Dataset rows showing where objects appear
┌────────
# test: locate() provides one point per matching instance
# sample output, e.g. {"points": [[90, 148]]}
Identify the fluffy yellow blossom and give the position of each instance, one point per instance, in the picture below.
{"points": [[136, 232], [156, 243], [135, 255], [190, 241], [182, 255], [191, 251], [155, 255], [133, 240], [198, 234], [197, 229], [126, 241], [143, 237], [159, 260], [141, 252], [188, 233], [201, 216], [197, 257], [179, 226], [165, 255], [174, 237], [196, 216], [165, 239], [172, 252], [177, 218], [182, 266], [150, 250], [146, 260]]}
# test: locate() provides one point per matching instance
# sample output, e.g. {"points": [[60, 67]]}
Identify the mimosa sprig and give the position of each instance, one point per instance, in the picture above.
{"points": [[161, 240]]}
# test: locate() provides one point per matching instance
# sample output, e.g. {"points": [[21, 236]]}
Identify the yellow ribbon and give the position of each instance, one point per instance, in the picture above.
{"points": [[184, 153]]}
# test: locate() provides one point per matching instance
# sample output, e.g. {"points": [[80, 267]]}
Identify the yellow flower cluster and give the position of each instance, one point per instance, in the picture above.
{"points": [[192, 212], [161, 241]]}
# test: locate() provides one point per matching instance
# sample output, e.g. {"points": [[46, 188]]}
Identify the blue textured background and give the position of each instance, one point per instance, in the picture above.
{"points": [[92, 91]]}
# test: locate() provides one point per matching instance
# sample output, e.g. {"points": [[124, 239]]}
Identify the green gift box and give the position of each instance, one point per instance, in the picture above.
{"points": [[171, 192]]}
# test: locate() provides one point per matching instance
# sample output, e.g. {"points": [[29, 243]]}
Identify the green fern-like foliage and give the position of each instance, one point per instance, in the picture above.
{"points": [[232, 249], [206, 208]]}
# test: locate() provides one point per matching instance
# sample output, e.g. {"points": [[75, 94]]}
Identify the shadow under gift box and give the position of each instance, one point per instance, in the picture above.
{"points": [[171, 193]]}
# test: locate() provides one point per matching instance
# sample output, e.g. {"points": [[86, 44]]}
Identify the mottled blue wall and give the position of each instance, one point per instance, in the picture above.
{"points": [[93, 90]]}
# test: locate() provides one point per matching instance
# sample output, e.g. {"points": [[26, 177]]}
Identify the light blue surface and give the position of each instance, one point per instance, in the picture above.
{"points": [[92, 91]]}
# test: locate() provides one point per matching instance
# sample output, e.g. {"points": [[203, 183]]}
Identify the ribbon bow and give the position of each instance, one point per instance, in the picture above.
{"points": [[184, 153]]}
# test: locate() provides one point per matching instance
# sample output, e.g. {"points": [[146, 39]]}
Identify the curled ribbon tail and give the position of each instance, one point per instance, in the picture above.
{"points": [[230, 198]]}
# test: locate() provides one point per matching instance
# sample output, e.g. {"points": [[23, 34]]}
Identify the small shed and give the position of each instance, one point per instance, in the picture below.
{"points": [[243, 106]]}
└────────
┌────────
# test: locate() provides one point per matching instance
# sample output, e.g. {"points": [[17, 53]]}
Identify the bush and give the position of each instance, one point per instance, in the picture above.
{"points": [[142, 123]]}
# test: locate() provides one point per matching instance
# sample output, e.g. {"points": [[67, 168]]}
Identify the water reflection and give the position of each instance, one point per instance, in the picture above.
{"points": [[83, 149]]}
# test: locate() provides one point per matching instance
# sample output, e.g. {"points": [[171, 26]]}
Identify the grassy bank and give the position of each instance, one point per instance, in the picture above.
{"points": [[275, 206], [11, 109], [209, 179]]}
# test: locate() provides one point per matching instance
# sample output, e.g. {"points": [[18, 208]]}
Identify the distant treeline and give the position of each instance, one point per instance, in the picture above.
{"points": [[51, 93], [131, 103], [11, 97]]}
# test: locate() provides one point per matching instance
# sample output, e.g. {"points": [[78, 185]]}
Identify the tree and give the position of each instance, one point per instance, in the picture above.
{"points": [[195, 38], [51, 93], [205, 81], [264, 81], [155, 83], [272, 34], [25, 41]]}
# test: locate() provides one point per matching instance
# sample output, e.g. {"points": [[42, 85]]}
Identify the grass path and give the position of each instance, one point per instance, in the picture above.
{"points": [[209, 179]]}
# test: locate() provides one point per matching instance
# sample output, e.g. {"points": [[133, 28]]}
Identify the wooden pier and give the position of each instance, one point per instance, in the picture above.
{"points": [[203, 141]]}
└────────
┌────────
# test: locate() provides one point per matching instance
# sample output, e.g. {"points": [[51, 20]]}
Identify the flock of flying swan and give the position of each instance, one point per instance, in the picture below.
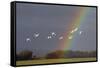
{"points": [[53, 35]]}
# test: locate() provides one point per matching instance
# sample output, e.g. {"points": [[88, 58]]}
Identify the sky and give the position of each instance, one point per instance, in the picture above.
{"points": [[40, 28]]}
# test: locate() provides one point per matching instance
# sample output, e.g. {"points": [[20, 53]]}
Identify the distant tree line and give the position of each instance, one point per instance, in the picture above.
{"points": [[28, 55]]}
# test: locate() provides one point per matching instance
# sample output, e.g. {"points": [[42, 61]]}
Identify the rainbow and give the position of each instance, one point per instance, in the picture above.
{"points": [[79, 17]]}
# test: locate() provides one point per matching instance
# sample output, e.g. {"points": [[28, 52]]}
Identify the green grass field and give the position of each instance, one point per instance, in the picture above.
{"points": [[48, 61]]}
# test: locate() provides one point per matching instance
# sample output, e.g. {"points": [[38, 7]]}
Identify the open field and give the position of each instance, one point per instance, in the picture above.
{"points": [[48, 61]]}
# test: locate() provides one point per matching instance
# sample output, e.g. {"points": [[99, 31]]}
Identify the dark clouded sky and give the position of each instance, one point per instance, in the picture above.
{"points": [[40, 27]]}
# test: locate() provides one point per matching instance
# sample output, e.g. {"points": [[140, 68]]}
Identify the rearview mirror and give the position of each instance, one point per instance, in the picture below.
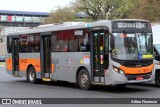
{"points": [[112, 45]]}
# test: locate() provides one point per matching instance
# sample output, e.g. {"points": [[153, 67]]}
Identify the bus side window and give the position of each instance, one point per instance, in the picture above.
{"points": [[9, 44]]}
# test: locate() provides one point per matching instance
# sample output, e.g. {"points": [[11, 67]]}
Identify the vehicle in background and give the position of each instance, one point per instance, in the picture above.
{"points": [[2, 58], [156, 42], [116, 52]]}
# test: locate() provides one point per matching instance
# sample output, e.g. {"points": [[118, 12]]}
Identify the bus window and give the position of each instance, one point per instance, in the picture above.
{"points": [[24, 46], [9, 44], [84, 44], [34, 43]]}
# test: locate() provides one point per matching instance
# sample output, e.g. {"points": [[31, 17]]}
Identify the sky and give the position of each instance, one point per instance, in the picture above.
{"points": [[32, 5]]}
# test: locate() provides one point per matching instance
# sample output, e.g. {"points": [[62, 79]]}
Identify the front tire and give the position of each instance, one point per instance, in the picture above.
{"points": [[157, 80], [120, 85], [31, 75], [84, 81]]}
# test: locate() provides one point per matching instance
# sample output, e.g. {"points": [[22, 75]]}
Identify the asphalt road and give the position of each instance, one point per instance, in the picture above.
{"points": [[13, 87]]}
└────────
◆ Required work: Count the lines in the records above that contain the string "gift". Reply with the number alone.

◆ The answer: 2